**Activity:**
Rewrite the text-to-speech endpoint page passage starting at "The engine parameter" and ending at "to your prompt.", swapping "fall back" for "revert".

**Page excerpt:**
______________________________

POST tts/create

Generate speech from text

July 4, 2025 (August 6, 2025)

Request Headers
Request Body
Responses
Model
Examples
Try It

This endpoint generates speech from text using text-to-speech technology.

You can execute up to 100 jobs in parallel, but we strongly recommend keeping concurrent jobs per account under 10 to avoid your account being banned by HeyGen.

When generating a very long text, some models tend to generate speech that gets gradually quieter. To avoid that, we suggest slicing the prompt into 1K chunks.

The engine parameter is optional and allows you to specify which voice engine to use when generating speech. Supported engines include: auto, aws, azure, elevenLabs, elevenLabsV3, fish, google, openai, openaiEmo, panda, and starfish.
The chosen engine must be supported for the selected voice (see each voice’s voice_engines array or the default_voice_engine returned by GET /tts/voices).
If you do not specify an engine, the system defaults to elevenLabs. If the selected voice does not support elevenLabs, it will fall back to that voice’s default engine.
For advanced emotional context and control, the elevenLabsV3 model supports audio tags.

Each unique generation is internally cached by HeyGen, and if you execute the same exact parameters, the cached value will be returned. If you need to trigger re-generation, you must change one of the parameters, for example, by adding spaces to your prompt.

https://api.useapi.net/v1/heygen/tts/create

Request Headers

Authorization: Bearer {API token}
Content-Type: application/json
# Alternatively you can use multipart/form-data
# Content-Type: multipart/form-data

API token is required, see Setup useapi.net for details.

Request Body

{
  "email": "[email protected]",
  "voice_id": "en-US-AriaNeural",
  "prompt": "Text to be converted to speech",
  "speed": 100,
  "pitch": 0,
  "volume": 100,
  "language_code": "en-US",
  "emotion": "happy"
}

email is optional when only one account configured.
However, if you have multiple accounts configured, this parameter becomes required.
voice_id is required, a valid voice_id from GET /tts/voices.
prompt is required, the text to be converted to speech (maximum 5000 characters).

______________________________

**Records provided:**
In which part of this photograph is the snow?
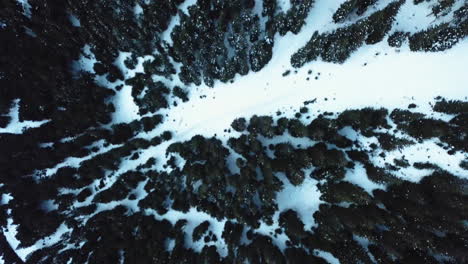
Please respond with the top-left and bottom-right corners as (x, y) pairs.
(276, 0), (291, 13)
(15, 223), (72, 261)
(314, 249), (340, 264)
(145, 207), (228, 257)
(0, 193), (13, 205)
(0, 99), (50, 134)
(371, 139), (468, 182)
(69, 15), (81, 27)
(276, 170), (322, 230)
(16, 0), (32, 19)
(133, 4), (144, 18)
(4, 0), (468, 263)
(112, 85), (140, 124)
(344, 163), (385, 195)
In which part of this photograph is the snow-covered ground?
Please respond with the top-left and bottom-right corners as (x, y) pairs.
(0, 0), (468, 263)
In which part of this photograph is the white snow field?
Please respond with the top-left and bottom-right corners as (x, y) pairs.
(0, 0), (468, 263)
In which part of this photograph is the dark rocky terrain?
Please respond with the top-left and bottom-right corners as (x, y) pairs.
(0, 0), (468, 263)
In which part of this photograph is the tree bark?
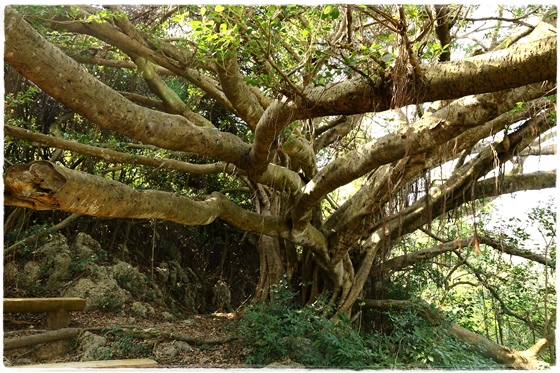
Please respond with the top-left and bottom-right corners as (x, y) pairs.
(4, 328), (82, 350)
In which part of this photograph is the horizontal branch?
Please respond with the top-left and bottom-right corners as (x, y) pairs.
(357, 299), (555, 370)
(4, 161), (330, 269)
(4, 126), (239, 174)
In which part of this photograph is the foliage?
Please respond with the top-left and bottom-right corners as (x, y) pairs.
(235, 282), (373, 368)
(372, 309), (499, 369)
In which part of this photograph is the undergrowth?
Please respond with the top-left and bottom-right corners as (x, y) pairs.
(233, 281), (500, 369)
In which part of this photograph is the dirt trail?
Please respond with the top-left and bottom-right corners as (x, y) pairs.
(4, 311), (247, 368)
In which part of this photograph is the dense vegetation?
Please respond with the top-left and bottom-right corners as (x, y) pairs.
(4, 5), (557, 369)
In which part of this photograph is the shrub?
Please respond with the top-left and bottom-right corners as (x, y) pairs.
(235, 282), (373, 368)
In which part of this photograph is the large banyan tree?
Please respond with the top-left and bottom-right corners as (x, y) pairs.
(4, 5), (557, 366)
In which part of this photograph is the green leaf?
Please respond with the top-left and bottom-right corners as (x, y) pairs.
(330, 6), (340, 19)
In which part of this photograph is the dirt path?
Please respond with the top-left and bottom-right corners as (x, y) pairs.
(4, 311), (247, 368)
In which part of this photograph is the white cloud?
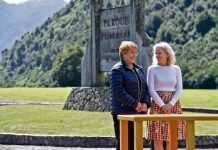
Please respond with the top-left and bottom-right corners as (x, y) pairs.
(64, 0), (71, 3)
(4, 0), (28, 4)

______________________________

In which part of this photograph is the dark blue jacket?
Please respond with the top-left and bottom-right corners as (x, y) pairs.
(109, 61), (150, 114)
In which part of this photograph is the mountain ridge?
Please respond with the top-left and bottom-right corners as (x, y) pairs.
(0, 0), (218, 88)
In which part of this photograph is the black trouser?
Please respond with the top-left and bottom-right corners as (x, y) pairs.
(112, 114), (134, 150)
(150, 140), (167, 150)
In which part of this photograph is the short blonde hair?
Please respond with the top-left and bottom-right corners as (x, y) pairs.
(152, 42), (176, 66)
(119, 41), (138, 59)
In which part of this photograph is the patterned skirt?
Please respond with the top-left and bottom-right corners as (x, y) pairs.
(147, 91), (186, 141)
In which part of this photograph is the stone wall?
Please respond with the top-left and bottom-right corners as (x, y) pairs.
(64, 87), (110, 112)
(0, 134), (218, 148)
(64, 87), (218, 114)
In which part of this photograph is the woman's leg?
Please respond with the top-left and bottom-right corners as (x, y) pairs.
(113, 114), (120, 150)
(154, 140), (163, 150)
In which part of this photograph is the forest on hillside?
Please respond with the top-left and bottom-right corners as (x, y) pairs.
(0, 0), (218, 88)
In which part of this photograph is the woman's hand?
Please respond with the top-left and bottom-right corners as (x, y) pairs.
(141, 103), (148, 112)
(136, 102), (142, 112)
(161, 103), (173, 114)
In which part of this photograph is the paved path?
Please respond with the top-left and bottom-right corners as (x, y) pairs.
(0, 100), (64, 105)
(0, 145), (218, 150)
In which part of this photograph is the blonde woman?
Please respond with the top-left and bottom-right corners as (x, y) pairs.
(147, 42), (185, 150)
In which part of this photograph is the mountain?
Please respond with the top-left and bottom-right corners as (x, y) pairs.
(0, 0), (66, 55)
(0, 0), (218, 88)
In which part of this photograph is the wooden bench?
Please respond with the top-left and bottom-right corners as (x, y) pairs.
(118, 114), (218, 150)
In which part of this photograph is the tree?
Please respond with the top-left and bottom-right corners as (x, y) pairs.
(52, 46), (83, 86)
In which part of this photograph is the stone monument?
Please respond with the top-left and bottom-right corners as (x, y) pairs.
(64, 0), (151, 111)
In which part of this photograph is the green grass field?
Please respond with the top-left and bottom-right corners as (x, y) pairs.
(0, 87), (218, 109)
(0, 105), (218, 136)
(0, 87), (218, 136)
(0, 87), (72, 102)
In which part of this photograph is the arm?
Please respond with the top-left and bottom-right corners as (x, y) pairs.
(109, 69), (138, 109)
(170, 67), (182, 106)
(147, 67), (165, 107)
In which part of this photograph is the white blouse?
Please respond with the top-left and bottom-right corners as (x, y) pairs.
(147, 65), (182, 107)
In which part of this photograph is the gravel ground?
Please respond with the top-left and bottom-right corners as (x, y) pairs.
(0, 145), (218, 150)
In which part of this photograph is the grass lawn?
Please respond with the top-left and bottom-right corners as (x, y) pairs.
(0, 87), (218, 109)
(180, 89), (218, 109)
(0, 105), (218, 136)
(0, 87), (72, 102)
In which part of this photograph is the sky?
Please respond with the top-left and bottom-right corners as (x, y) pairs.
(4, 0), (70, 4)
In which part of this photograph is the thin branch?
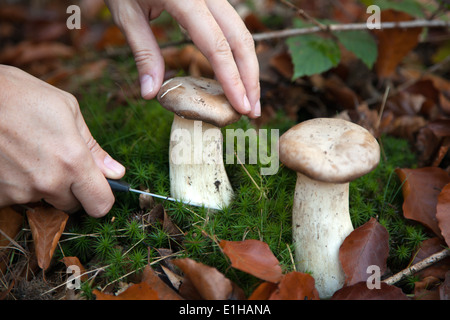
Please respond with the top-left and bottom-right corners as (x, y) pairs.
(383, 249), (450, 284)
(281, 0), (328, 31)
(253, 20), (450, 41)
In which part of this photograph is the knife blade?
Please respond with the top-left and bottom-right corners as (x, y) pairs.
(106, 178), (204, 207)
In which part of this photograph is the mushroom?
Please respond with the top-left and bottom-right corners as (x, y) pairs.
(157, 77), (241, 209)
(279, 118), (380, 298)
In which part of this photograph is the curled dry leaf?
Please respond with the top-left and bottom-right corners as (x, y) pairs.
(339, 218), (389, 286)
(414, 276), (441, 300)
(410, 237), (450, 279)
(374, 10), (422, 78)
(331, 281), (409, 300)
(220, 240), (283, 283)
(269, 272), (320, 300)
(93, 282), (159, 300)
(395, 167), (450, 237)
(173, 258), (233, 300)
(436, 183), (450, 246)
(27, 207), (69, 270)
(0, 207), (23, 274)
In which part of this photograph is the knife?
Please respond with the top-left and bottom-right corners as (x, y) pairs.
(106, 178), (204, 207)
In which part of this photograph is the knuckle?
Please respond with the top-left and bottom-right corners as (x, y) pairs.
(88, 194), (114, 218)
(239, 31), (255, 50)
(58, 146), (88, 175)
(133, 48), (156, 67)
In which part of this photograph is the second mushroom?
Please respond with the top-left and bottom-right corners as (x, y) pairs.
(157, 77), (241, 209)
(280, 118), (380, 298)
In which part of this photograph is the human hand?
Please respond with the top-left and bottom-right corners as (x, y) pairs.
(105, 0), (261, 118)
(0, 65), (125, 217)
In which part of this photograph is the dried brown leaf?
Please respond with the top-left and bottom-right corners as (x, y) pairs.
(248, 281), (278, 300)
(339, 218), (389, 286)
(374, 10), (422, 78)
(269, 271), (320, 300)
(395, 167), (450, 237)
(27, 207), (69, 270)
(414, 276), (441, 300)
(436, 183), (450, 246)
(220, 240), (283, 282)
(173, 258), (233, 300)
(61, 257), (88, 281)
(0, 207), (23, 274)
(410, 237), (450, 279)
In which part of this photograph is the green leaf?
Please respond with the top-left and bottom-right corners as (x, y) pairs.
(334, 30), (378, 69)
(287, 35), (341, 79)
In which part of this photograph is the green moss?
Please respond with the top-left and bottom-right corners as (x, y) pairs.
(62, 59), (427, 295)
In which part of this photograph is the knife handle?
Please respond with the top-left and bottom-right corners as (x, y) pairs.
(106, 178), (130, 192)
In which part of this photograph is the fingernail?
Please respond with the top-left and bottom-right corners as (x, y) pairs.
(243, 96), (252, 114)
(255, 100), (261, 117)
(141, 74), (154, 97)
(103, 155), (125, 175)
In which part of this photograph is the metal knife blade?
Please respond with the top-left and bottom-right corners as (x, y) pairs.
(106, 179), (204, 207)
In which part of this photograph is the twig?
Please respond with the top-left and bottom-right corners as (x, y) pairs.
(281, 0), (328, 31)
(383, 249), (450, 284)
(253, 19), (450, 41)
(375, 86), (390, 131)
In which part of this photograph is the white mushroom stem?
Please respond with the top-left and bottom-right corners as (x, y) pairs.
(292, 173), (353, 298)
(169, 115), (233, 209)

______________________________

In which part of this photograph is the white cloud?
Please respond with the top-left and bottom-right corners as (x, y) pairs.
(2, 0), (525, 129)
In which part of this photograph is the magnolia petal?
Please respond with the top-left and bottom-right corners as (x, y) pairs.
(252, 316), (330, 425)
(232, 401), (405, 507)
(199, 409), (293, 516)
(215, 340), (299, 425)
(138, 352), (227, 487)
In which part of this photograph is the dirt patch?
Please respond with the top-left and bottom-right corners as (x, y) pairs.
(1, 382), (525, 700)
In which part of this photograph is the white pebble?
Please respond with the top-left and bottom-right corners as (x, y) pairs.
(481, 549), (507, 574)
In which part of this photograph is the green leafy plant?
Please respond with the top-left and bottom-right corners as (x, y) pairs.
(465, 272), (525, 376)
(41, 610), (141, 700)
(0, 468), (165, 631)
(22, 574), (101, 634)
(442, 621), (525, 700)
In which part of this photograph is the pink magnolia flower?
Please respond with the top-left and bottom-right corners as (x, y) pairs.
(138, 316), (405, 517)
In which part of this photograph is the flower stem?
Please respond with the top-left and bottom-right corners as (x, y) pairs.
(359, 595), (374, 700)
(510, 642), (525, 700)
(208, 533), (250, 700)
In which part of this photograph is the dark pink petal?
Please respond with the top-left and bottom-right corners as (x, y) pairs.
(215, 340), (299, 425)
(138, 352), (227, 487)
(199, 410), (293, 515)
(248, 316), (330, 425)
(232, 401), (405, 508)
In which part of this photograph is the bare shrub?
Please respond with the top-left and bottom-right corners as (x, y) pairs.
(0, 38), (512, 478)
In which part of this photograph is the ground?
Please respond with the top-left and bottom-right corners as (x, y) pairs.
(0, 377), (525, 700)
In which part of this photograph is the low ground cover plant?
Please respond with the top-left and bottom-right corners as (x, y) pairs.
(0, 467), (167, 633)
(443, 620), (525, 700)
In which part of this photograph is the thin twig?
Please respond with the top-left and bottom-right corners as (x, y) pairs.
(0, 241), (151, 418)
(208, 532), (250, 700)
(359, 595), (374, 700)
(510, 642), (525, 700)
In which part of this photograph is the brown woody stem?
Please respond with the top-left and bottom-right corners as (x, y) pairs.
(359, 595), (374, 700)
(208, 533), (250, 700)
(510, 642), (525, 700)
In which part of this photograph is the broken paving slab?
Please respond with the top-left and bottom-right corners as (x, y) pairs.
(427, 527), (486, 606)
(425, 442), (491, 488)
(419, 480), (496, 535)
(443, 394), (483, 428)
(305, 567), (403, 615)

______________________________

**Problem solution:**
The engine parameter is optional and allows you to specify which voice engine to use when generating speech. Supported engines include: auto, aws, azure, elevenLabs, elevenLabsV3, fish, google, openai, openaiEmo, panda, and starfish.
The chosen engine must be supported for the selected voice (see each voice’s voice_engines array or the default_voice_engine returned by GET /tts/voices).
If you do not specify an engine, the system defaults to elevenLabs. If the selected voice does not support elevenLabs, it will revert to that voice’s default engine.
For advanced emotional context and control, the elevenLabsV3 model supports audio tags.

Each unique generation is internally cached by HeyGen, and if you execute the same exact parameters, the cached value will be returned. If you need to trigger re-generation, you must change one of the parameters, for example, by adding spaces to your prompt.